Early prediction of tumor response to bevacizumab treatment in murine colon cancer models using three-dimensional dynamic contrast-enhanced ultrasound imaging

Angiogenesis - Tập 20 - Trang 547-555 - 2017
Jianhua Zhou1,2, Huiping Zhang1, Huaijun Wang1, Amelie M. Lutz1, Ahmed El Kaffas1, Lu Tian3, Dimitre Hristov4, Jürgen K. Willmann1
1Department of Radiology, Molecular Imaging Program at Stanford, School of Medicine, Stanford University, Stanford, USA
2Department of Ultrasound, Sun Yat-Sen University Cancer Center, State Key Laboratory of Oncology in South China, Collaborative Innovation Center for Cancer Medicine, Guangzhou, China
3Department of Health Research and Policy, Stanford University, Stanford, USA
4Department of Radiation Oncology, Stanford University, Stanford, USA

Tóm tắt

Due to spatial tumor heterogeneity and consecutive sampling errors, it is critically important to assess treatment response following antiangiogenic therapy in three dimensions as two-dimensional assessment has been shown to substantially over- and underestimate treatment response. In this study, we evaluated whether three-dimensional (3D) dynamic contrast-enhanced ultrasound (DCE-US) imaging allows assessing early changes in tumor perfusion following antiangiogenic treatment (bevacizumab administered at a dose of 10 mg/kg b.w.), and whether these changes could predict treatment response in colon cancer tumors that either are responsive (LS174T tumors) or none responsive (CT26) to the proposed treatment. Our results showed that the perfusion parameters of 3D DCE-US including peak enhancement (PE) and area under curve (AUC) significantly decreased by up to 69 and 77%, respectively, in LS174T tumors within 1 day after antiangiogenic treatment (P = 0.005), but not in CT26 tumors (P > 0.05). Similarly, the percentage area of neovasculature significantly decreased in treated versus control LS174T tumors (P < 0.001), but not in treated versus control CT26 tumors (P = 0.796). Early decrease in both PE and AUC by 45–50% was predictive of treatment response in 100% (95% CI 69.2, 100%) of responding tumors, and in 100% (95% CI 88.4, 100%) and 86.7% (95% CI 69.3, 96.2%), respectively, of nonresponding tumors. In conclusion, 3D DCE-US provides clinically relevant information on the variability of tumor response to antiangiogenic therapy and may be further developed as biomarker for predicting treatment outcomes.

########################################

Exercise goal:
For each statement below, answer yes or no according to the abstract on predicting colon tumor response to bevacizumab, and quote the words of the abstract that settle it. (a) In CT26 tumors, the percentage area of neovasculature decreased significantly in treated versus control tumors. (b) Bevacizumab was given at a dose of 10 mg/kg b.w. (c) In LS174T tumors, peak enhancement and area under curve dropped by up to 69 and 77%, respectively, within 1 day after treatment.

########################################

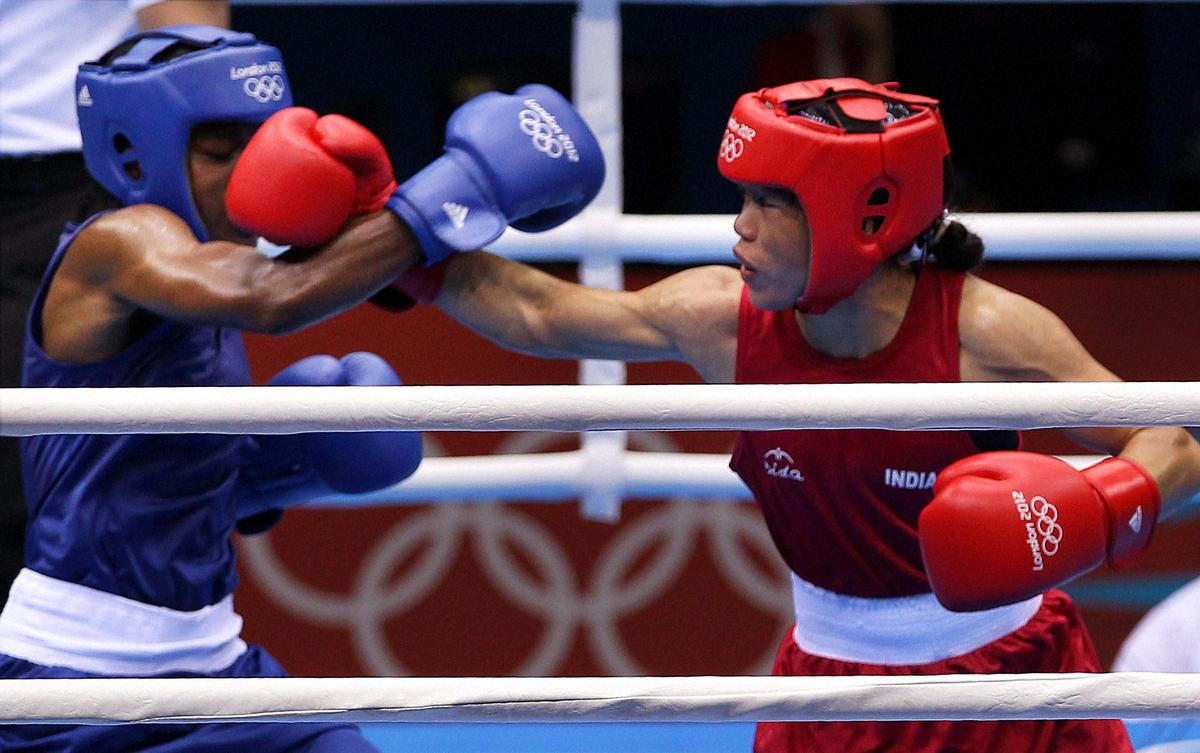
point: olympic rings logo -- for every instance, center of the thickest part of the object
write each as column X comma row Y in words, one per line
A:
column 1047, row 524
column 528, row 567
column 731, row 146
column 541, row 133
column 264, row 88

########################################

Completed task:
(a) No: "but not in treated versus control CT26 tumors (P = 0.796)"
(b) Yes: "bevacizumab administered at a dose of 10 mg/kg b.w."
(c) Yes: "significantly decreased by up to 69 and 77%, respectively, in LS174T tumors within 1 day after antiangiogenic treatment (P = 0.005)"